On 3rd July, 2003 the mortgagee wrote again to Pearl Holdings Ltd., this time without the reference to Amb. Michael Okeyo. The letter thus reads:
“We refer to the above [i.e. L.R. No. 209/8763/2 GEM LANE, KILELESHWA] and advise that after depositing Kshs.12,000/= on 30-06-03, your account still reflected an outstanding balance of Kshs.519,562/30 as at 1-7-03 which amount was due for full redemption by 31-5-03.
“Kindly arrange to pay off the above amount within 21 days from the date of this letter failing which we shall instruct our lawyers to proceed with the recovering of the entire debt in any way they deem fit.”
On 10th December, 2003 M/s. Savings and Loan (K) Ltd wrote, in respect of the suit premises, to the deponent herein, Dr. Achola Pala Okeyo, at a New York address in the USA. The short letter, which came from the Branch Manager of savings and Loan Kenya Ltd. thus read:
“We refer to your letter dated 7th December, 2003 and advise that we have neither signed any tenancy agreement nor have we received any rental proceeds from the tenant.”
The defendant’s replying affidavit, dated 17th January, 2005 and filed on 18th January, 2005 is to be seen against the background of his statement of defence dated and filed on 27th September, 2004. The material elements in these pleadings are as follows:
(i) that, according to the lease agreement the proprietor of the suit premises is one Mr. M.G. Okeyo, and the plaintiff is a stranger;
(ii) that, there was a valid lease agreement entered into by the defendant and the said M.G. Okeyo, the same being witnessed by an advocate, one Mr. Mbijiwe Mugo;
(iii) that, the defendant is in valid possession of the suit property on the basis of the said lease agreement;
(iv) that, the defendant is not liable to pay mesne profits and that he is not a trespasser as he pays rents due regularly.

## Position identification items
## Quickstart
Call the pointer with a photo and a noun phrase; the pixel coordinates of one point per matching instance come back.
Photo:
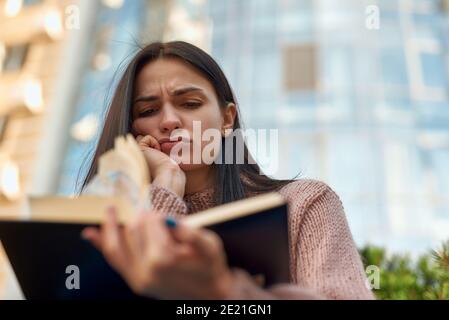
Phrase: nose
(170, 119)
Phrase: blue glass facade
(374, 124)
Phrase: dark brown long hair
(233, 181)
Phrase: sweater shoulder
(304, 192)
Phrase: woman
(165, 89)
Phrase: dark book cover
(41, 253)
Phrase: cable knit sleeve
(167, 202)
(325, 263)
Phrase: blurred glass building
(358, 90)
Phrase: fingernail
(85, 235)
(170, 222)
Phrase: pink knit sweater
(325, 263)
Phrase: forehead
(169, 74)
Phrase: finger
(134, 235)
(113, 245)
(206, 242)
(160, 246)
(92, 235)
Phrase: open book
(46, 250)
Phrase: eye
(191, 104)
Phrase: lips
(167, 146)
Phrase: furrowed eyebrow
(177, 92)
(146, 98)
(185, 90)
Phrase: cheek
(143, 126)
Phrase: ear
(229, 113)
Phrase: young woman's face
(169, 96)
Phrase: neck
(200, 179)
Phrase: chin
(190, 167)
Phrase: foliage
(403, 278)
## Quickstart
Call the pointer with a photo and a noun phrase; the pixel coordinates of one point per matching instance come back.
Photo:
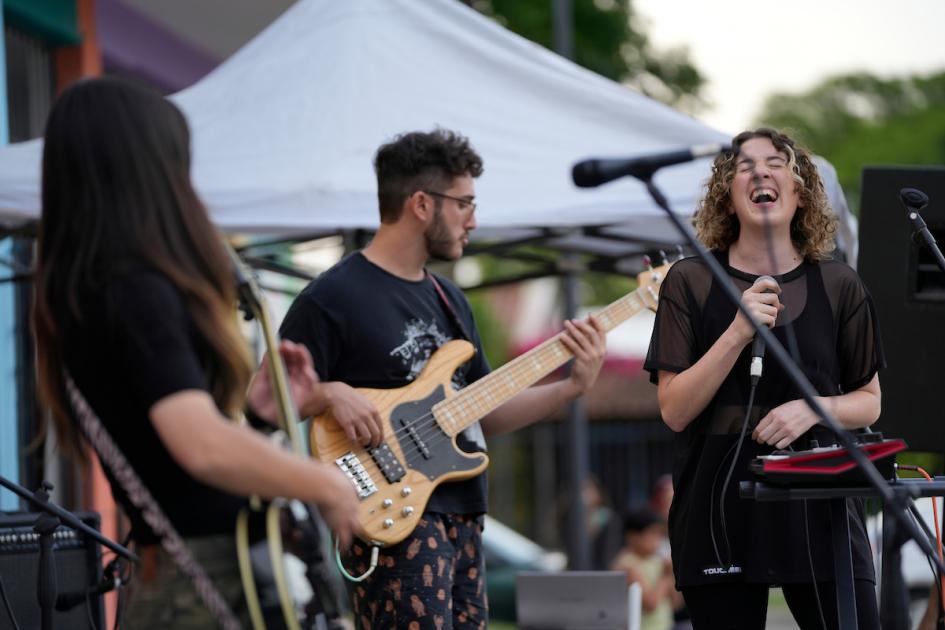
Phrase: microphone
(596, 171)
(914, 200)
(758, 346)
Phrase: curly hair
(814, 223)
(420, 161)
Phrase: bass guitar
(395, 479)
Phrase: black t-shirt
(369, 328)
(838, 340)
(135, 345)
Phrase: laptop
(572, 600)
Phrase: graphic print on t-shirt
(421, 340)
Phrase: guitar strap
(154, 516)
(454, 316)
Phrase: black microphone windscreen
(913, 198)
(585, 174)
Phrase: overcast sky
(748, 49)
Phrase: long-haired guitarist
(373, 321)
(135, 295)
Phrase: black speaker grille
(78, 567)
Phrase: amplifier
(78, 568)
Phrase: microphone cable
(938, 532)
(728, 477)
(794, 350)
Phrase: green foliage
(608, 40)
(495, 336)
(859, 120)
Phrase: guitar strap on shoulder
(454, 316)
(154, 516)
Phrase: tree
(609, 40)
(858, 119)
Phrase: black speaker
(909, 291)
(78, 567)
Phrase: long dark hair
(116, 193)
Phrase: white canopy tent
(285, 130)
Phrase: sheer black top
(837, 337)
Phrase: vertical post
(579, 556)
(562, 19)
(579, 549)
(9, 435)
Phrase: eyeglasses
(464, 204)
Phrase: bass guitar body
(395, 479)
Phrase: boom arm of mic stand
(797, 377)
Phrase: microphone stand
(50, 517)
(892, 496)
(922, 236)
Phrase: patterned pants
(435, 578)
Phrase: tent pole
(577, 441)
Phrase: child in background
(641, 559)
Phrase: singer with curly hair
(766, 219)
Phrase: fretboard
(472, 403)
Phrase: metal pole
(579, 549)
(578, 545)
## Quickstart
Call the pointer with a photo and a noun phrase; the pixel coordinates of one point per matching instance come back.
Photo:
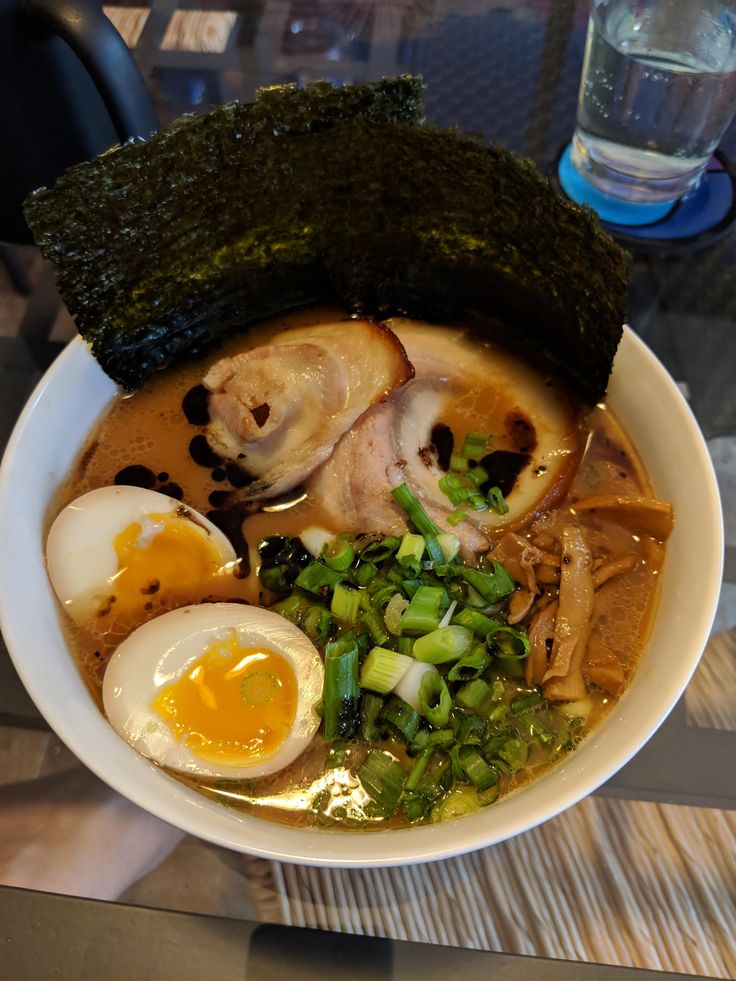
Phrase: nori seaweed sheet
(222, 219)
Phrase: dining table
(640, 876)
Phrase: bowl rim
(150, 788)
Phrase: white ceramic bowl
(42, 450)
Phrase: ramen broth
(149, 432)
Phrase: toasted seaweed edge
(118, 234)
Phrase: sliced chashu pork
(354, 485)
(391, 443)
(493, 391)
(279, 409)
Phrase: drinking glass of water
(658, 90)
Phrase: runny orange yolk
(178, 557)
(235, 705)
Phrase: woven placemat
(608, 881)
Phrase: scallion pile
(419, 662)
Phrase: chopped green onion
(435, 700)
(409, 503)
(450, 545)
(345, 603)
(409, 555)
(400, 718)
(511, 666)
(479, 772)
(491, 586)
(292, 608)
(373, 622)
(477, 622)
(423, 612)
(471, 731)
(335, 757)
(512, 643)
(318, 579)
(471, 665)
(365, 573)
(443, 645)
(499, 712)
(434, 550)
(476, 476)
(459, 802)
(393, 613)
(259, 688)
(370, 709)
(497, 501)
(419, 742)
(409, 686)
(532, 700)
(473, 694)
(383, 780)
(340, 694)
(379, 595)
(338, 553)
(417, 804)
(383, 669)
(317, 623)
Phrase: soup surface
(593, 539)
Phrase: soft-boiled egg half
(216, 690)
(122, 545)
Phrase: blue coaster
(701, 217)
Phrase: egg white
(80, 550)
(164, 649)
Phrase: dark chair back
(69, 89)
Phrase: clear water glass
(657, 92)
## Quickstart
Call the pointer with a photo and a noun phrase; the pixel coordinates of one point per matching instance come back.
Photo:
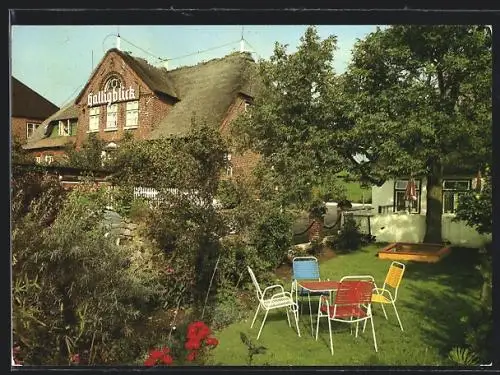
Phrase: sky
(57, 61)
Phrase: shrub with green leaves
(273, 236)
(74, 290)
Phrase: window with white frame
(229, 167)
(112, 117)
(94, 114)
(132, 115)
(30, 129)
(114, 82)
(400, 204)
(64, 128)
(452, 189)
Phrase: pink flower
(211, 341)
(191, 356)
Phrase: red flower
(167, 359)
(191, 356)
(198, 331)
(155, 354)
(192, 344)
(212, 341)
(150, 362)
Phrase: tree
(419, 99)
(294, 122)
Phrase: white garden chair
(278, 300)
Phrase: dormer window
(64, 128)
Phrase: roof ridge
(236, 54)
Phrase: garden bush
(272, 236)
(74, 290)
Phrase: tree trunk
(433, 216)
(316, 230)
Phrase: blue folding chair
(305, 269)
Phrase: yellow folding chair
(392, 280)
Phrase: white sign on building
(111, 96)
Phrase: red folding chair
(352, 304)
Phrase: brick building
(29, 110)
(127, 94)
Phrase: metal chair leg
(262, 325)
(397, 316)
(374, 338)
(255, 316)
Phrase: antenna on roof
(242, 40)
(118, 38)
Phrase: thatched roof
(157, 79)
(28, 103)
(50, 142)
(39, 138)
(206, 91)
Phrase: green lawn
(431, 302)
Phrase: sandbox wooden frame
(435, 253)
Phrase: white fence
(152, 195)
(148, 193)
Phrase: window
(400, 204)
(112, 117)
(452, 189)
(64, 128)
(132, 116)
(229, 168)
(94, 114)
(114, 82)
(30, 128)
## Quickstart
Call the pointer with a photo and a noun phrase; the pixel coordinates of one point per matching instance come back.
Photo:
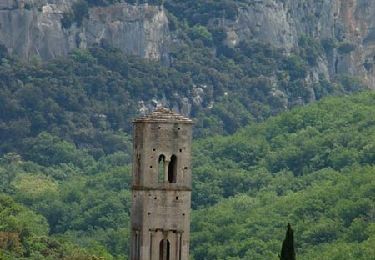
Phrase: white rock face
(31, 28)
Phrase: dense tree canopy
(312, 167)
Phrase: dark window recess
(172, 170)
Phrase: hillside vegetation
(312, 167)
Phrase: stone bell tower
(161, 193)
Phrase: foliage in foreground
(312, 167)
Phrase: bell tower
(161, 191)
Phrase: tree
(287, 251)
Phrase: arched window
(164, 250)
(172, 170)
(161, 168)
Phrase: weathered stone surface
(34, 28)
(161, 186)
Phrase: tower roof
(162, 114)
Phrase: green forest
(312, 167)
(264, 154)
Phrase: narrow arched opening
(172, 170)
(161, 168)
(164, 250)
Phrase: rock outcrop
(349, 24)
(34, 27)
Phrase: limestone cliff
(34, 27)
(348, 23)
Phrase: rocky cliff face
(34, 27)
(348, 24)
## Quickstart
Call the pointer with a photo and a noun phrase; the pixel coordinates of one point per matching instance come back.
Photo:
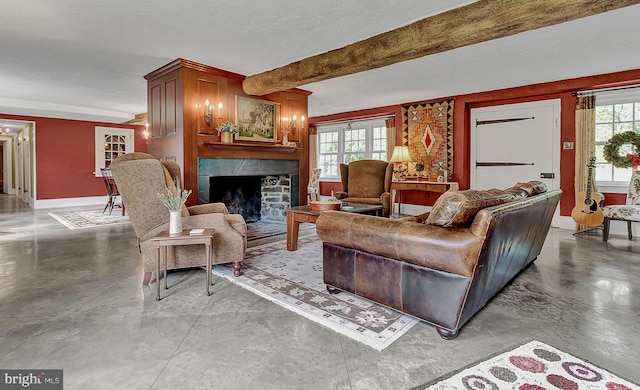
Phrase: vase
(226, 137)
(175, 222)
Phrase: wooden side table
(426, 186)
(164, 240)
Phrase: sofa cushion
(459, 208)
(533, 187)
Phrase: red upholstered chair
(367, 181)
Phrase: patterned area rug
(294, 281)
(532, 366)
(89, 218)
(262, 229)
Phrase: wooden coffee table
(299, 214)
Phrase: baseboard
(71, 202)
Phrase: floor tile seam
(173, 354)
(344, 361)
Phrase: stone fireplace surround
(209, 168)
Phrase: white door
(515, 143)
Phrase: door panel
(515, 143)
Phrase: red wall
(563, 89)
(65, 156)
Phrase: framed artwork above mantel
(256, 119)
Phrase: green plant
(227, 127)
(174, 198)
(611, 151)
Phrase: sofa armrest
(453, 250)
(341, 195)
(208, 208)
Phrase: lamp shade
(401, 154)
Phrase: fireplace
(257, 189)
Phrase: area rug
(531, 366)
(84, 219)
(263, 229)
(294, 281)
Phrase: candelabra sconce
(292, 127)
(208, 113)
(145, 133)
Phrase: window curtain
(585, 146)
(391, 136)
(313, 150)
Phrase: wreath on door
(611, 150)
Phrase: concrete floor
(73, 300)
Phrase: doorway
(515, 143)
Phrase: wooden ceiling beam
(481, 21)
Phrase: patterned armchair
(367, 181)
(140, 177)
(629, 212)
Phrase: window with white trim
(111, 143)
(350, 141)
(616, 112)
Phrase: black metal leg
(605, 231)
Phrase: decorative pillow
(459, 208)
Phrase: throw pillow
(459, 208)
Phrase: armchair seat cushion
(622, 212)
(363, 200)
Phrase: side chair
(140, 178)
(629, 212)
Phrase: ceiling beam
(481, 21)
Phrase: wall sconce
(293, 124)
(401, 155)
(208, 113)
(145, 133)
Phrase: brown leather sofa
(444, 266)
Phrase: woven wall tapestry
(427, 129)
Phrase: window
(351, 141)
(616, 112)
(111, 143)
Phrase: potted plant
(226, 130)
(174, 199)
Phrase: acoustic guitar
(587, 210)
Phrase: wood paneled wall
(176, 96)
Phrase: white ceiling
(81, 59)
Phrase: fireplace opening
(254, 197)
(241, 195)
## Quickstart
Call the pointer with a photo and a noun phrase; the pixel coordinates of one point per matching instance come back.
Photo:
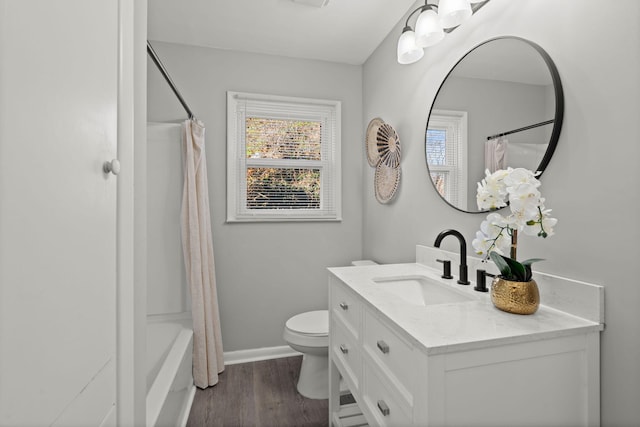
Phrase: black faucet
(463, 280)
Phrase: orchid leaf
(502, 265)
(517, 269)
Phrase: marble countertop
(444, 328)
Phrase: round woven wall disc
(371, 141)
(388, 145)
(386, 182)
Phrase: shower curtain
(197, 247)
(495, 154)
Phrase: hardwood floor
(258, 394)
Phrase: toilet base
(314, 377)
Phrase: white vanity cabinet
(398, 378)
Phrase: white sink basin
(423, 290)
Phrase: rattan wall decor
(384, 154)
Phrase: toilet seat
(311, 323)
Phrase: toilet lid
(314, 323)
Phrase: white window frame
(455, 123)
(328, 112)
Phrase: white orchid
(518, 189)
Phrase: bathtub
(170, 388)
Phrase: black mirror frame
(559, 108)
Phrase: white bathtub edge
(162, 384)
(257, 354)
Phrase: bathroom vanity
(415, 349)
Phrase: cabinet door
(58, 124)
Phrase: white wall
(591, 183)
(266, 272)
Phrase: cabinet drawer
(394, 354)
(346, 306)
(346, 354)
(380, 399)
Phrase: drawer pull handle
(383, 346)
(384, 409)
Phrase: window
(446, 151)
(283, 158)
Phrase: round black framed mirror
(500, 106)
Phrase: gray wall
(591, 182)
(266, 272)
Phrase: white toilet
(308, 333)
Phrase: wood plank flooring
(260, 394)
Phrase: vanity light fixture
(432, 23)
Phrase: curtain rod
(154, 56)
(520, 129)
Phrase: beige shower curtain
(197, 247)
(495, 154)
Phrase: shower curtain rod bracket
(156, 60)
(498, 135)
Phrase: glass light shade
(428, 29)
(454, 12)
(408, 51)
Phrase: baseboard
(257, 354)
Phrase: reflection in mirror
(500, 106)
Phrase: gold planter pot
(515, 297)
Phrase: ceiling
(345, 31)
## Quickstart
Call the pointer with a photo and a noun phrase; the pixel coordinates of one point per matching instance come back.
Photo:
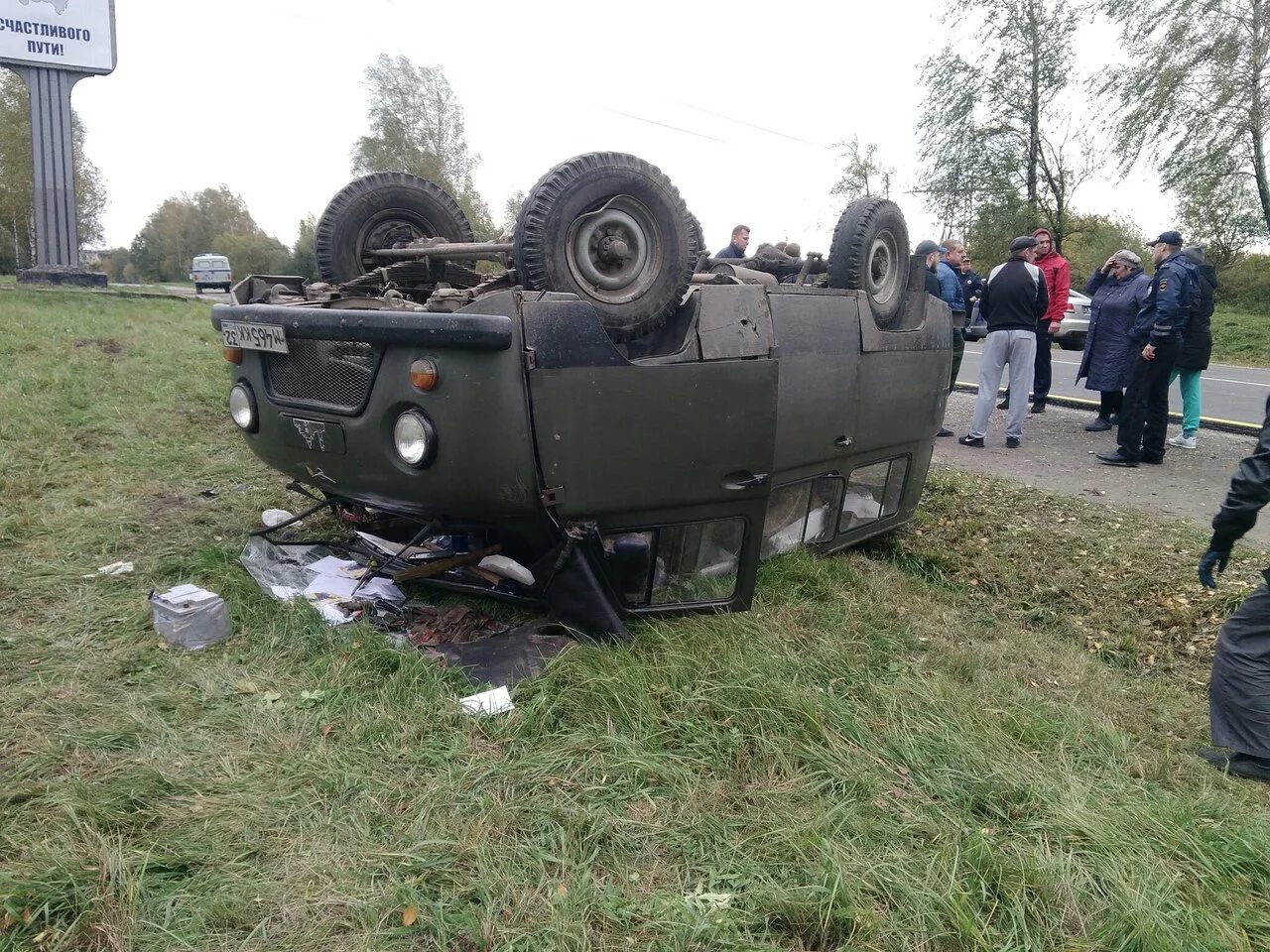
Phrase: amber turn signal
(423, 373)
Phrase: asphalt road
(1232, 394)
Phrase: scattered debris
(507, 567)
(112, 569)
(190, 617)
(488, 702)
(453, 626)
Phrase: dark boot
(1246, 766)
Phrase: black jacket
(1014, 296)
(1198, 338)
(933, 284)
(1250, 490)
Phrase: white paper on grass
(343, 587)
(330, 565)
(489, 702)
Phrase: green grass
(975, 734)
(1241, 336)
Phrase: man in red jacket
(1058, 284)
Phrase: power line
(663, 125)
(753, 126)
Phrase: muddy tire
(381, 211)
(870, 254)
(612, 230)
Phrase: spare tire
(612, 230)
(870, 254)
(380, 211)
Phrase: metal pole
(53, 148)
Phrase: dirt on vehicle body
(635, 421)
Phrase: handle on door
(737, 481)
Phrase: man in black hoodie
(1197, 347)
(1014, 299)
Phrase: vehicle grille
(335, 375)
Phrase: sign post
(53, 45)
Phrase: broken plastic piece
(190, 617)
(488, 702)
(507, 569)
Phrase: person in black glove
(1238, 696)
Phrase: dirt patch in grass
(108, 347)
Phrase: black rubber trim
(463, 331)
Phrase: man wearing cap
(948, 271)
(1157, 336)
(931, 253)
(1015, 298)
(1058, 286)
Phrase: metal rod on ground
(425, 531)
(470, 249)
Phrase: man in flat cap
(1157, 336)
(1014, 299)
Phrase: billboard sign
(59, 35)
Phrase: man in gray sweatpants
(1014, 298)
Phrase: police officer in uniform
(1157, 335)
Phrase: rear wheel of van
(612, 230)
(870, 254)
(385, 209)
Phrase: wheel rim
(615, 252)
(390, 229)
(881, 277)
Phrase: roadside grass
(1241, 336)
(974, 734)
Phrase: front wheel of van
(870, 254)
(380, 211)
(612, 230)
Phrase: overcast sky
(739, 103)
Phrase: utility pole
(53, 45)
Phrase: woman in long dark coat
(1118, 290)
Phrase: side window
(801, 513)
(873, 493)
(676, 563)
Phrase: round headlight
(413, 436)
(243, 407)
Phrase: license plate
(254, 336)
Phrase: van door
(672, 461)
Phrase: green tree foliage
(17, 189)
(1092, 239)
(862, 175)
(993, 136)
(417, 126)
(1197, 95)
(304, 258)
(1220, 213)
(213, 221)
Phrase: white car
(1071, 331)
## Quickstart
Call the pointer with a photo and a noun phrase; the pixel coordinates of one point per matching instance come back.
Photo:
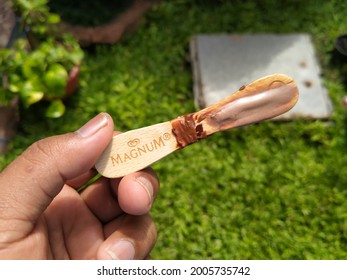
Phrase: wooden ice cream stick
(260, 100)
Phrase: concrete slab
(224, 62)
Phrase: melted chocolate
(186, 130)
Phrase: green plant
(36, 17)
(39, 74)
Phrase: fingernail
(93, 126)
(147, 186)
(121, 250)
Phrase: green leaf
(56, 109)
(55, 79)
(29, 94)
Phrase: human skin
(42, 216)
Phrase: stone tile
(222, 63)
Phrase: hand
(42, 216)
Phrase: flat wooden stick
(136, 149)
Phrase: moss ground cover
(267, 191)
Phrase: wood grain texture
(136, 149)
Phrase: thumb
(29, 184)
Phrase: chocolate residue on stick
(186, 130)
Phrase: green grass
(266, 191)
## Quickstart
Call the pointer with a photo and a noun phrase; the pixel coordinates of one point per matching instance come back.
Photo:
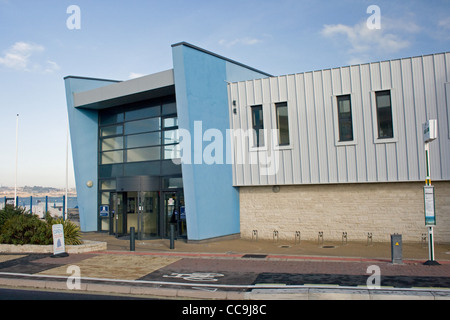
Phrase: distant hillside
(37, 191)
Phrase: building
(222, 149)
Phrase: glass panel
(142, 140)
(169, 108)
(108, 185)
(110, 171)
(143, 113)
(111, 131)
(282, 123)
(112, 144)
(258, 126)
(143, 168)
(112, 157)
(172, 152)
(384, 113)
(345, 118)
(170, 168)
(152, 124)
(172, 183)
(170, 122)
(144, 154)
(171, 137)
(110, 118)
(150, 213)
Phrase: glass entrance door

## Work to do
Write out the passage of the property ruling between "On 3rd July, 2003" and "redemption by 31-5-03.", inclusive, and switch "mortgagee" to "lender". These items come from a separate source.

## Final result
On 3rd July, 2003 the lender wrote again to Pearl Holdings Ltd., this time without the reference to Amb. Michael Okeyo. The letter thus reads:
“We refer to the above [i.e. L.R. No. 209/8763/2 GEM LANE, KILELESHWA] and advise that after depositing Kshs.12,000/= on 30-06-03, your account still reflected an outstanding balance of Kshs.519,562/30 as at 1-7-03 which amount was due for full redemption by 31-5-03.